• [Provided information]:
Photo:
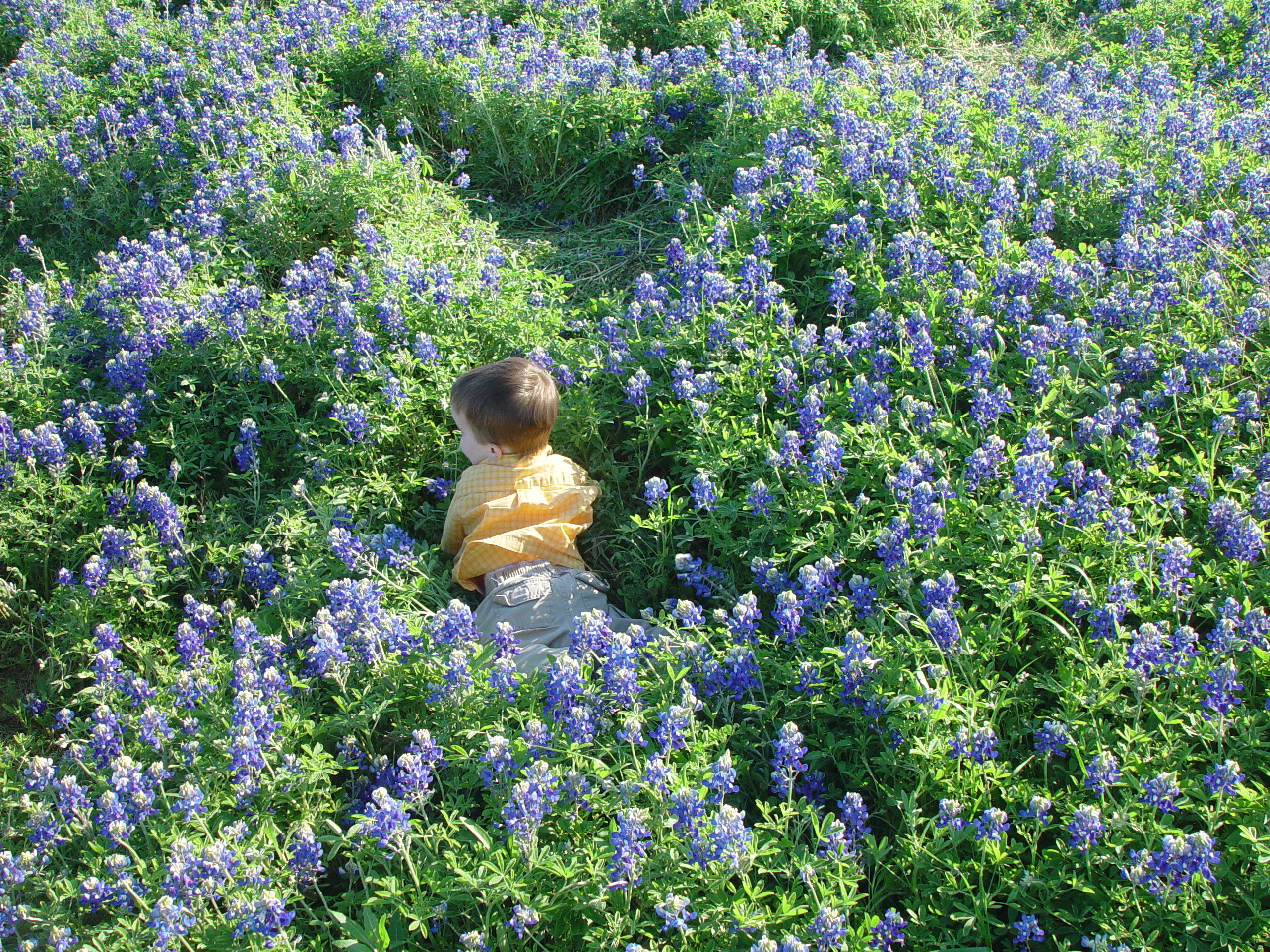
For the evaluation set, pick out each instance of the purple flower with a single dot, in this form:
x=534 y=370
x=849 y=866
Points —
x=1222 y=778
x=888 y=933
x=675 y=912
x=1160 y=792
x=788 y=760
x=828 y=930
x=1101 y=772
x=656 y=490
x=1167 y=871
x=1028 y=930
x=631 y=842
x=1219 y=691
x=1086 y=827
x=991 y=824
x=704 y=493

---

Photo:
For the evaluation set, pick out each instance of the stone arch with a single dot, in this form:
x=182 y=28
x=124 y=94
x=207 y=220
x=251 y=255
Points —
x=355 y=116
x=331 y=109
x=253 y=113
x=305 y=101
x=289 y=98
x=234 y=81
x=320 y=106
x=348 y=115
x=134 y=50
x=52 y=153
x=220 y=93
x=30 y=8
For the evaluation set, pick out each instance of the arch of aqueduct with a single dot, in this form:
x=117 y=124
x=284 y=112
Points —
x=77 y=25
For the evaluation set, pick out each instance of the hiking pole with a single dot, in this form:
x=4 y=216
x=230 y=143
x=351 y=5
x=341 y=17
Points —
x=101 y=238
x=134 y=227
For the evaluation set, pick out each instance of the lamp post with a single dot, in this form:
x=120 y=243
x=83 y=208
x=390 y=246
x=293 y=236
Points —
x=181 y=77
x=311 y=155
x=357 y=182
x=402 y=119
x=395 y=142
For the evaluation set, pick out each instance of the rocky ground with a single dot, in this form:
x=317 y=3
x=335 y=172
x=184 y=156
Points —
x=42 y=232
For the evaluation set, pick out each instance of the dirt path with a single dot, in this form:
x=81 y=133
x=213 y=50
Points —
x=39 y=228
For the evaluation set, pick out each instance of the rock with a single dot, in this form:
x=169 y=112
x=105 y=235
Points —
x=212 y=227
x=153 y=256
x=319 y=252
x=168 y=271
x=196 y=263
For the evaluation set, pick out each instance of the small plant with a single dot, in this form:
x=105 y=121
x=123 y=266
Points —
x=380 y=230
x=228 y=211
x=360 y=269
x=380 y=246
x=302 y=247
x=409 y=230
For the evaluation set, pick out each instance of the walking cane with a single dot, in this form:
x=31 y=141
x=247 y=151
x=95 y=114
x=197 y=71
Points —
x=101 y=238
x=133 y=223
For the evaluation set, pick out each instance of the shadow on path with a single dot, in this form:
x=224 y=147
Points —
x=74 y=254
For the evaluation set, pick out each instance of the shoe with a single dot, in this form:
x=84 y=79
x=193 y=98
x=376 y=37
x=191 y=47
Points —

• [Exercise prompt]: Pull out every row above that contains the string "path", copying each one in full. Case counts when matching.

• [Task result]:
For the evaluation set, pick out each instance of the dirt path with a single dot, in this form:
For the evaluation set, pick out each instance of the shadow on path with a single dot, in this form:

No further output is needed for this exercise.